### THE PROBLEM
Can you extract every line in the items below that contains the word "windblown"? Treat uppercase and lowercase as different.

=== EXTRACTED MATERIAL ===

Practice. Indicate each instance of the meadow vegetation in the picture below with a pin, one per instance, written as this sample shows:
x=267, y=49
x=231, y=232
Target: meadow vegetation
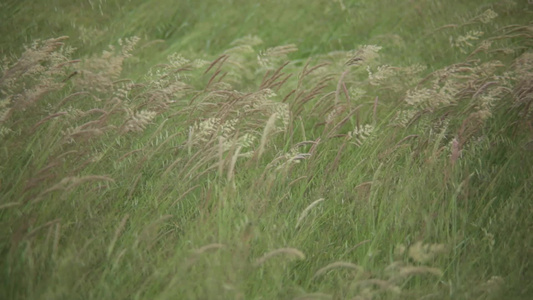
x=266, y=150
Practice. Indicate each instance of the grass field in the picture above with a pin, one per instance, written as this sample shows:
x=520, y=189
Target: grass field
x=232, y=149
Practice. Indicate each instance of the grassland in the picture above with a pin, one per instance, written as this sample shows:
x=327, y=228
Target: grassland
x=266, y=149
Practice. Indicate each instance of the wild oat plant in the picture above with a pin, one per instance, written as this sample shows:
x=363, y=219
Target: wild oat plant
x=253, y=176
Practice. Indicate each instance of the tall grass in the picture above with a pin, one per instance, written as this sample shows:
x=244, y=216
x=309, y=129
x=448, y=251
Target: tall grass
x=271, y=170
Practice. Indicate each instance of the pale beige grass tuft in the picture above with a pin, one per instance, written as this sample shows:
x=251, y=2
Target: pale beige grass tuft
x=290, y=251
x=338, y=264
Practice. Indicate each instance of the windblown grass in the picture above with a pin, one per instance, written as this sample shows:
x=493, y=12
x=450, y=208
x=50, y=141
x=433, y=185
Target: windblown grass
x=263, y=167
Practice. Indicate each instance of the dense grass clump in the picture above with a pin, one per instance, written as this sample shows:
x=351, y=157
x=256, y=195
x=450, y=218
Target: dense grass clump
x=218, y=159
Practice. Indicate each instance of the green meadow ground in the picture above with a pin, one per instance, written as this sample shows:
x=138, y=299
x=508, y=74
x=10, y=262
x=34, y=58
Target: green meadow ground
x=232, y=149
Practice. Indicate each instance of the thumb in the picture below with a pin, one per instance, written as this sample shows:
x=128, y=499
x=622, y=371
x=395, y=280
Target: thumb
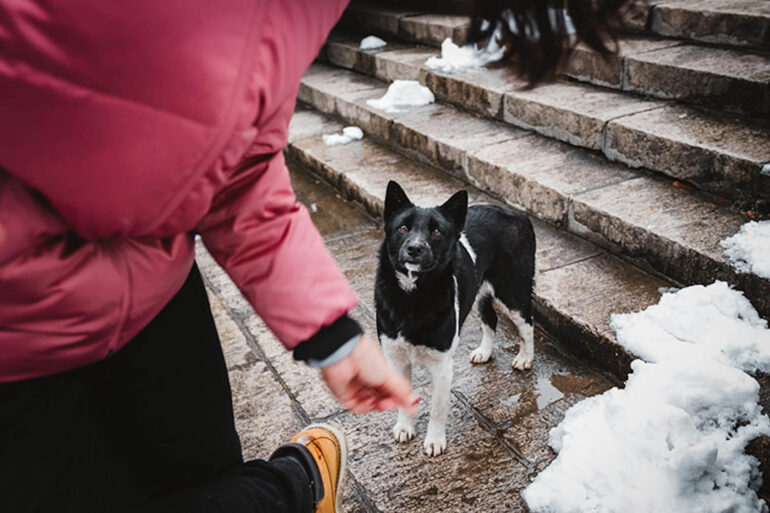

===
=== EXTRACTED MATERIAL ===

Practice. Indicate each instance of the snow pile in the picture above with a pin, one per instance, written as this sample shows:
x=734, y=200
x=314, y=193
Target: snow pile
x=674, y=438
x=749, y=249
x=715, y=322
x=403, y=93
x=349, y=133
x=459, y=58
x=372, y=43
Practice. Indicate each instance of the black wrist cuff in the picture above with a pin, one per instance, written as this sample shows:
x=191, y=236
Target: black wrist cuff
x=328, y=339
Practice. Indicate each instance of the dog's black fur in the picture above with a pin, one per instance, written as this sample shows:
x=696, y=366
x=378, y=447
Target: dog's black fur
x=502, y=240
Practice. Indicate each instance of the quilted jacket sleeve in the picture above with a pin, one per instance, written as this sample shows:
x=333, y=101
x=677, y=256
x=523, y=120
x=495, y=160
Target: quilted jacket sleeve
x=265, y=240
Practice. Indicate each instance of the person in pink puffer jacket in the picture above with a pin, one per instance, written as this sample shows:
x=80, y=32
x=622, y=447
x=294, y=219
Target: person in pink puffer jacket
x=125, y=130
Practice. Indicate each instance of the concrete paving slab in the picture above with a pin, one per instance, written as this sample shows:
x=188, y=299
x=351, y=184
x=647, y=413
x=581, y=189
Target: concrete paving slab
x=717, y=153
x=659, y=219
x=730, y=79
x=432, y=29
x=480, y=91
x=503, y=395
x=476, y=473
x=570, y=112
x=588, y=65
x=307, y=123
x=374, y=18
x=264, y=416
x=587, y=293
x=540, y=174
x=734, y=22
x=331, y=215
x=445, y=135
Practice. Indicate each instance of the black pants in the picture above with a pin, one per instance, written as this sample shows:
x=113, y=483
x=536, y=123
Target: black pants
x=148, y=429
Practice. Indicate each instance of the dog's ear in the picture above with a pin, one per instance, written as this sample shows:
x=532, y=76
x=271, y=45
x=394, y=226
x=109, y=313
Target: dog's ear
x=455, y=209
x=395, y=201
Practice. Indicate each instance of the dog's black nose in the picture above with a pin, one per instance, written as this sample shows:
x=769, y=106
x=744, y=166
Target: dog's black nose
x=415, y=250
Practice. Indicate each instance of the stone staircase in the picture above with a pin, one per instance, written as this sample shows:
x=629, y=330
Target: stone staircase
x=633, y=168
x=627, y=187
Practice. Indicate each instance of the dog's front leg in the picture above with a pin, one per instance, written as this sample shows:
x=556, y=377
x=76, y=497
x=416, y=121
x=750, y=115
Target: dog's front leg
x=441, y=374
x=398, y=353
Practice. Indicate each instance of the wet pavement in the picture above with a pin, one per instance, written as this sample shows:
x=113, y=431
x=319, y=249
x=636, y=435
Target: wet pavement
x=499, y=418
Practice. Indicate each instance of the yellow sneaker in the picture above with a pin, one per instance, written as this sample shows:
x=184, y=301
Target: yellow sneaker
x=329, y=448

===

### OUTPUT
Practice. Indicate each instance of the windblown grass in the picture above with a pin, one per instance, written as this sample shows:
Target: windblown grass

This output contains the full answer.